■ **Task instructions**:
Retype everything from the line containing "seg: tree bark" down to the line containing "M 0 0 L 0 328", keeping both of those lines and changing nothing.

___ Available data ___

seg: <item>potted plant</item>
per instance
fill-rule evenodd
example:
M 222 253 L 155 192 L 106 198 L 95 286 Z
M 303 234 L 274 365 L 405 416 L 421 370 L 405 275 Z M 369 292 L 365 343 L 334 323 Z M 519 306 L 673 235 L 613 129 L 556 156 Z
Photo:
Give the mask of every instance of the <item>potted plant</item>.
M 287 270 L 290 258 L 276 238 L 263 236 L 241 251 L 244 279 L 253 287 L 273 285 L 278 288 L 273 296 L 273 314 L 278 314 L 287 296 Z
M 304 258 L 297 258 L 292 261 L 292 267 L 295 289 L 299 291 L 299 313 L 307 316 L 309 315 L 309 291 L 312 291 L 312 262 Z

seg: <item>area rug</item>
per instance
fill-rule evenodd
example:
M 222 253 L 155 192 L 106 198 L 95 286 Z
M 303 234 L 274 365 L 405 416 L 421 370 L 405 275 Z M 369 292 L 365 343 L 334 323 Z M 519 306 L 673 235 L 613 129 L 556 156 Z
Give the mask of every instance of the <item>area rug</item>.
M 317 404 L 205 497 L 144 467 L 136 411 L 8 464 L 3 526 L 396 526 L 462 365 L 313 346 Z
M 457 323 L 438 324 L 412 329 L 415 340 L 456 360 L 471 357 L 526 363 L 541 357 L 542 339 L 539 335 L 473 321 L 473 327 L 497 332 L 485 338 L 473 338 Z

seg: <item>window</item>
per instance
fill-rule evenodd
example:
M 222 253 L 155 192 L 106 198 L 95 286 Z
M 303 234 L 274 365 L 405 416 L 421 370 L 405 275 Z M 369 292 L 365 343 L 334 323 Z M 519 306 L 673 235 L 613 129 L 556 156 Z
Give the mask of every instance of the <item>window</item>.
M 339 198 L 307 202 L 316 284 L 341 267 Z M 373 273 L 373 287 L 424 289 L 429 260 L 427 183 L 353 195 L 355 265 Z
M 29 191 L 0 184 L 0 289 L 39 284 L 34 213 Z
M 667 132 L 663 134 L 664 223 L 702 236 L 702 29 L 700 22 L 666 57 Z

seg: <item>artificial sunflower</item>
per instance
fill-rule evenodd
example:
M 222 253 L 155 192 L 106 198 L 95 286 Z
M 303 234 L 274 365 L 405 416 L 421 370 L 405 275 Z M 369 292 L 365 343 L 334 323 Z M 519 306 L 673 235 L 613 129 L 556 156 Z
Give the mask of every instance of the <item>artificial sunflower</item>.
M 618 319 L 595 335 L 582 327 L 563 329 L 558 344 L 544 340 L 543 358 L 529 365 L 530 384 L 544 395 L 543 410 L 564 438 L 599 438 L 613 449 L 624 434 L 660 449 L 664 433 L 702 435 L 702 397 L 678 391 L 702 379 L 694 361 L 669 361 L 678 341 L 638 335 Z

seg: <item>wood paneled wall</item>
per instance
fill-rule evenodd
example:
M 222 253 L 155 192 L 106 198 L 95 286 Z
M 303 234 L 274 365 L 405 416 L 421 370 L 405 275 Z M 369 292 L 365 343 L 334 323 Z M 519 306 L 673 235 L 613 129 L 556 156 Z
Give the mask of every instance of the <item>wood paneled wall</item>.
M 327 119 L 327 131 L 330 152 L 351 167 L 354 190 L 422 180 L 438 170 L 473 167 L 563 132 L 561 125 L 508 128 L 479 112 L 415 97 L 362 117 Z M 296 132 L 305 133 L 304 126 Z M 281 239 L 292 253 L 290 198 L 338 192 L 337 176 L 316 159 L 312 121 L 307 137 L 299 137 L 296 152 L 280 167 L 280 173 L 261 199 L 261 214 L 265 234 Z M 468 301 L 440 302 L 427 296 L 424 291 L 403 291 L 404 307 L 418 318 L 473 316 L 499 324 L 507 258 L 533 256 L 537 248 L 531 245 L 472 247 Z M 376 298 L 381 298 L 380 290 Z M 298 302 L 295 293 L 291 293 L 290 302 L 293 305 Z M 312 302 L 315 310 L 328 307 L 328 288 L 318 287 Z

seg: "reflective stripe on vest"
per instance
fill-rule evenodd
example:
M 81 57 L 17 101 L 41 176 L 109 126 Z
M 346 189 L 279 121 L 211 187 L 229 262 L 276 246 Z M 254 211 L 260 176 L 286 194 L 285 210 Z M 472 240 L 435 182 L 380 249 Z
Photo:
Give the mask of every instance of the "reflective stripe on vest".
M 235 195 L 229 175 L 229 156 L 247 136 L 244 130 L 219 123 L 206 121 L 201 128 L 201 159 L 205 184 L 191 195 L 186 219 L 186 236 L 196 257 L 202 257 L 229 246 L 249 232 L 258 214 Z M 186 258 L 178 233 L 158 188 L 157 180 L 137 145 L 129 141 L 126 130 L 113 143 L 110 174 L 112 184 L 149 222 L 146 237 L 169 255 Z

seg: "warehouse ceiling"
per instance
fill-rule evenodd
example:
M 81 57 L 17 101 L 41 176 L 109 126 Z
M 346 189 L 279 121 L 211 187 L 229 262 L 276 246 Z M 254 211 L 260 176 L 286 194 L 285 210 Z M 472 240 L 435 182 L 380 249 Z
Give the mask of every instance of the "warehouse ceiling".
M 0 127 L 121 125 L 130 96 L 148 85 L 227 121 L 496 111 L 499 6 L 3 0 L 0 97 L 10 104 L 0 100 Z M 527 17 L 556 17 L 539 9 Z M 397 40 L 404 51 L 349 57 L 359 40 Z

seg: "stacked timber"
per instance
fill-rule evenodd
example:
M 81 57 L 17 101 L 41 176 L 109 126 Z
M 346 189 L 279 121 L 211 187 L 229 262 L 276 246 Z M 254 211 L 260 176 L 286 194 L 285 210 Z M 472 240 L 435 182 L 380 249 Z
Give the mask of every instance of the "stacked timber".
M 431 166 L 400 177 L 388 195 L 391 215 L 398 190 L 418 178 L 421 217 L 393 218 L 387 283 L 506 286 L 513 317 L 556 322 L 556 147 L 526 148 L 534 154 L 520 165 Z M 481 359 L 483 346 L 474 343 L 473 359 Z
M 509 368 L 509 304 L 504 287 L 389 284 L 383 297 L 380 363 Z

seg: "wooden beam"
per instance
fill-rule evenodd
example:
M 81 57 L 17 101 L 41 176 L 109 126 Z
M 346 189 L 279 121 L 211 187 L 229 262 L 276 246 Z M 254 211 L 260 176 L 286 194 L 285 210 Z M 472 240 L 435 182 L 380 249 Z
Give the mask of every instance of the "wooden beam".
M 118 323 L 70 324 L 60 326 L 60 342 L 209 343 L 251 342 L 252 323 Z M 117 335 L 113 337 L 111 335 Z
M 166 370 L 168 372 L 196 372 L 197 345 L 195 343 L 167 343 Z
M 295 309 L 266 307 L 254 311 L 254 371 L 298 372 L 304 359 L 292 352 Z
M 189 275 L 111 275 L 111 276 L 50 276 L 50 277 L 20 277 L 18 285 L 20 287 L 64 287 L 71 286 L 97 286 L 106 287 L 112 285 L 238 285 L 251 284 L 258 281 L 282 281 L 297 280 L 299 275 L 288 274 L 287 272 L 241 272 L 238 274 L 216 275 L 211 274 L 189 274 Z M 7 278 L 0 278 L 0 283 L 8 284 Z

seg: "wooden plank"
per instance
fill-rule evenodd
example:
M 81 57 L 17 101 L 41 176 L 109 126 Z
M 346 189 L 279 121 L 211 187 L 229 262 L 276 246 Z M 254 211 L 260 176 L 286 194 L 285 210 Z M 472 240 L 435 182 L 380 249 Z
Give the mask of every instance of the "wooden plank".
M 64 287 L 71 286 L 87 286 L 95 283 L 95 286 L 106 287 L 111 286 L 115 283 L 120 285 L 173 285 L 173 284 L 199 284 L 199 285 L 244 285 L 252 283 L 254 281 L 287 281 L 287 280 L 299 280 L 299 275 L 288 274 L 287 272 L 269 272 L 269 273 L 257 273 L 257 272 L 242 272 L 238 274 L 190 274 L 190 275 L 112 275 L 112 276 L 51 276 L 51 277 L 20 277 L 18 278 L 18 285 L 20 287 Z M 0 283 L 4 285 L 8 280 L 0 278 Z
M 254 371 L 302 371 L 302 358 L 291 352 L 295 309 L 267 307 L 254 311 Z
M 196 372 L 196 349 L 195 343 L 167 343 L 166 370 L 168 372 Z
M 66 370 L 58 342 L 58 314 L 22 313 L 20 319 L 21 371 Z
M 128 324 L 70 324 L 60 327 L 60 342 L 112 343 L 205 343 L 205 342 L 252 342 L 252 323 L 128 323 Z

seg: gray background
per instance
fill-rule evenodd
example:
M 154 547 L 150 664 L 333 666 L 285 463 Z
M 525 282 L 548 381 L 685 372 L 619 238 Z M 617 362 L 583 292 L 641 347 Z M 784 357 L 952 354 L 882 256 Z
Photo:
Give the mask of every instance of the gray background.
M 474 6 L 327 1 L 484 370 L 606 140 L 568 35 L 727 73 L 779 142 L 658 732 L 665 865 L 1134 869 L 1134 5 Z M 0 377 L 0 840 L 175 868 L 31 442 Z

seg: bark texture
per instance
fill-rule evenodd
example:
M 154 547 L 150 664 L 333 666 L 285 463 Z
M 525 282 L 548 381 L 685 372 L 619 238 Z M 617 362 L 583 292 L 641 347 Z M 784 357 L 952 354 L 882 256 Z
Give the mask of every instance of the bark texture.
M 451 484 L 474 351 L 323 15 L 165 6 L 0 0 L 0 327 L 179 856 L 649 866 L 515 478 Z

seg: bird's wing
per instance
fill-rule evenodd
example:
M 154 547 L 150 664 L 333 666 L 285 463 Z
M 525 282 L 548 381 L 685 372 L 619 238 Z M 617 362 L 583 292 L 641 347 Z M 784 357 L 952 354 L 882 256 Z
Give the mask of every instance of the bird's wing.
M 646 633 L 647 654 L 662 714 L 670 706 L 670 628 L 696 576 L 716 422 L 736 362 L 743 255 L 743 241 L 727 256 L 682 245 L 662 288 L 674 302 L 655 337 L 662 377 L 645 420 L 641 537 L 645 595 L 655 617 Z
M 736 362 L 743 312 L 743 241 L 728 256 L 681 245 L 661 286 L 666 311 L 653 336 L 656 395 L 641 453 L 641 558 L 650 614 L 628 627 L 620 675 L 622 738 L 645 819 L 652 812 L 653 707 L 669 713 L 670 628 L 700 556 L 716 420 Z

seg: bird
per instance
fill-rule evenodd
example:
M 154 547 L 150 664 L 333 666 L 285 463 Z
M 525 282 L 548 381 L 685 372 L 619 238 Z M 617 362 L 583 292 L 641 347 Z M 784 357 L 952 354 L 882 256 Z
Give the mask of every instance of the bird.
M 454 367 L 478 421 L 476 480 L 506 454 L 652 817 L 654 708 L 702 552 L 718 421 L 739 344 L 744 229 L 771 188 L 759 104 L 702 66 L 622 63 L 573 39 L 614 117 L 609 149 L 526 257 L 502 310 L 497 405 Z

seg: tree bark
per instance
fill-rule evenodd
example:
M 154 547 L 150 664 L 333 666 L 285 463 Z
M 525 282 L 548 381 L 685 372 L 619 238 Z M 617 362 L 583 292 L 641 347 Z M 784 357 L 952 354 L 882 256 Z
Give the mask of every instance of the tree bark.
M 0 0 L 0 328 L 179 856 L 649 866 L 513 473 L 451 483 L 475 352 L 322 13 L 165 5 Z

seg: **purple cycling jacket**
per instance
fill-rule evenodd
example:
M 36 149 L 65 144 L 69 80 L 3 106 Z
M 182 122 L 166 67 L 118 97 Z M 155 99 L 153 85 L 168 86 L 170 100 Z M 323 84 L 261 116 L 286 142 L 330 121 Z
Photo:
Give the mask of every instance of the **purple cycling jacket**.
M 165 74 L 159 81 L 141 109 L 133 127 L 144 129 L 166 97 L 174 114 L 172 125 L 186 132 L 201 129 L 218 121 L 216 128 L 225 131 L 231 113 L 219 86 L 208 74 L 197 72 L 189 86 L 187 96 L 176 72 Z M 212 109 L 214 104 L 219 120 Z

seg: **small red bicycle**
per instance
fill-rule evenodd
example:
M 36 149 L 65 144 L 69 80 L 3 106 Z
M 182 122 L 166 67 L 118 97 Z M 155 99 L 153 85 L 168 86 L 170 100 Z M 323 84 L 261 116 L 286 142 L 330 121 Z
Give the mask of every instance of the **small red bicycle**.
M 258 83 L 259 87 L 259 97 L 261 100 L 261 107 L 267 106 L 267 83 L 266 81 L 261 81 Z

___

■ **Answer to the task**:
seg: tree bark
per instance
fill-rule evenodd
example:
M 154 547 L 150 664 L 333 666 L 285 463 Z
M 525 282 L 548 381 L 685 372 L 619 238 Z M 617 362 L 583 292 L 641 347 Z M 784 357 L 952 354 L 882 256 Z
Give the mask of every instance of the tree bark.
M 0 0 L 0 328 L 179 856 L 649 866 L 513 473 L 451 483 L 475 352 L 322 13 L 165 5 Z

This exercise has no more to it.